## Texto del ejercicio:
* * *

Ya hace muchos años que dejé de hacer vacaciones. Esto de escribir, creo que lo dijo Calders, es un arte que se tiene que practicar siempre; si no ejerces el trabajo como un atleta —cada día, sin excepción—, mejor que te dediques a otra cosa. Cuando era pequeño ya me daba mucha pereza eso de hacer el zángano en la playa y, actualmente, la pretensión de contemplación y de inactividad me provoca una auténtica alergia. Contraviniendo la costumbre de seguir trabajando durante la canícula, mi costilla consiguió arrancarme de mi amada ciudad para ir unos días de estancia a un bellísimo paraje de montaña. La primera mañana, la ansiedad que sufrí fue tal que tuvimos que improvisar una ambulancia al hospital más próximo (situado en el quinto coño) y celebramos eso del descanso con mi primer electrocardiograma. Espero, por el bien de todos, que no me vuelva a hacer pasar por un suplicio igual.

Por fortuna, he vuelto a trabajar, aunque sea con el tempo más adagioso de las noticias veraniegas, aprovechando también el tedio periodístico (y el aburrido retorno a la actualidad del pesado de Waterloo) para acabarme unos tochos que ahora puedo devorar tranquilamente, como los Pensaments de Pascal y el volumen Saviesa grega arcaica, ambos publicados en la benemérita Adesiara. Pero también dedico un cierto tiempo a una de mis adicciones predilectas de verano: seguir las vacaciones de los pobres catalanes en Instagram. En Catalunya ya hace tiempo que se ha instalado una adoración desmesurada por la precariedad y el sacrificio de ser un poco mendigo. La tendencia de hacerse el pobre desganado es un hábito especialmente presente en la secta mediática, donde las heroínas de la comunicación tribal no dejan pasar la ocasión para recordarnos que viven en pisos liliputienses de nevera cubierta de telarañas.

En la próxima vida tenemos que ser pobres, pero precarios de cojones; así conseguiremos cascarnos unas vacaciones de reyes, generaremos contenido y, encima, empoderaremos a la peña

Pues bien, la situación paupérrima que describo contrasta con un despliegue viajero en Instagram que provocaría la envidia de Paris Hilton. Yo no sé de dónde sacan la pasta las celebrities tribales de la cosa nuestra mediática. ¡Pero qué profusión más bestia de travesías a todos los rincones del planeta! ¡Qué calas que encuentran por los lugares más recónditos del mundo, prácticamente desiertas y de agua milagrosamente impoluta! ¡Hay destinos, creedme, de los cuales no conocía ni la existencia! ¿Y qué me decís de estos hoteles y de esta profusión inaudita de viandas? ¡Hijita mía, qué dispendio! En casa no nos acaban de salir los números, y todavía no hemos entendido cómo una gente que vive una existencia prácticamente mendicante puede transformarse, solo en agosto, en gemela de Cleopatra. Eso de nuestros pobres es un homenaje al all included: ¡así cualquiera se apunta a pordiosero!

* * *

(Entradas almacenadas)
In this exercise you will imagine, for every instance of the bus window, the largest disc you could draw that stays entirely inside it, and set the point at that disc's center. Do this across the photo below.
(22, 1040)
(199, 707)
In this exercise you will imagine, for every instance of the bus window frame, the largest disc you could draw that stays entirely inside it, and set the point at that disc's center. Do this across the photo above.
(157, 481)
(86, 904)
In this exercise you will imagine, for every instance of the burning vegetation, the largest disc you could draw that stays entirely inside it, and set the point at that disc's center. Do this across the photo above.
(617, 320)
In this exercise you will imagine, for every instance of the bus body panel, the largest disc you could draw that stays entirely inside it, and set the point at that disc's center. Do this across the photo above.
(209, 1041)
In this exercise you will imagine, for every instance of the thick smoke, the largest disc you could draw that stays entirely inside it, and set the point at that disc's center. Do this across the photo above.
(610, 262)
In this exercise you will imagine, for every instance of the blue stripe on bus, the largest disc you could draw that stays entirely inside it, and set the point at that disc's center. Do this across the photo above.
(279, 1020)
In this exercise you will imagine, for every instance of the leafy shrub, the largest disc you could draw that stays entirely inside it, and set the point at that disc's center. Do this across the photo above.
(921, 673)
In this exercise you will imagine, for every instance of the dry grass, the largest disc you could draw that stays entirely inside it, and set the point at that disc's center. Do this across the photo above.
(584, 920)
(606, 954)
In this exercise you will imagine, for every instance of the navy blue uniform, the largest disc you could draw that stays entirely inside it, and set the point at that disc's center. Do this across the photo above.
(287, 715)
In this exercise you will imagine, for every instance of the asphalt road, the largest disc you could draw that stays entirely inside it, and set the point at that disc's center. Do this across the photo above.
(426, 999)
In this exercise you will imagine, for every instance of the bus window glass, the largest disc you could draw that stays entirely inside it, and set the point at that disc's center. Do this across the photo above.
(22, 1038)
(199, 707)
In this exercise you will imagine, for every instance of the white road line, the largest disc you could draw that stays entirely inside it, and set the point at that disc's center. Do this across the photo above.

* * *

## Complete lo siguiente:
**a)** En el texto sobre las vacaciones, ¿qué dos obras se mencionan como lecturas en curso y en qué editorial se publicaron?
**b)** Prosiga el texto sobre las vacaciones desde su última oración.

## Respuestas:
**a)** Los Pensaments de Pascal y el volumen Saviesa grega arcaica, ambos publicados en Adesiara.

**b)**
En casa, realmente, hemos hecho las cosas como el culo. Desdichados de nosotros, aspirábamos simplemente a ser miembros de aquello que llamamos clase media barcelonesa (una especie de gente sin demasiadas pretensiones, más allá de poder gastarse unos euros en libros en La Central cada semana y poder visitar de vez en cuando alguno de los insufribles restaurantes del Eixample). Pues bien, ahora se confirma que nos tendríamos que haber apuntado a la moda del pobrismo y dedicar muchos más esfuerzos a Instagram (a generar muchos contenidos, como dicen los cursis). De haber seguido punto por punto el nuevo paradigma, ahora ya tendríamos programa propio en TV3 o incluso habríamos podido alcanzar una silla de vicepresidenta en la Diputación de Barcelona. ¡Lo tontos que hemos sido! Descansamos unas horas y ya tenemos que correr al médico para que nos regale un poco más de diazepam: bienaventurada seas, pastillita de mi corazón.

En la próxima vida tenemos que ser pobres, pero precarios de cojones. Así conseguiremos cascarnos unas vacaciones de reyes, generaremos contenido y, encima, empoderaremos a la peña. Aunque sea al precio de acabar infartados de tanto glamur.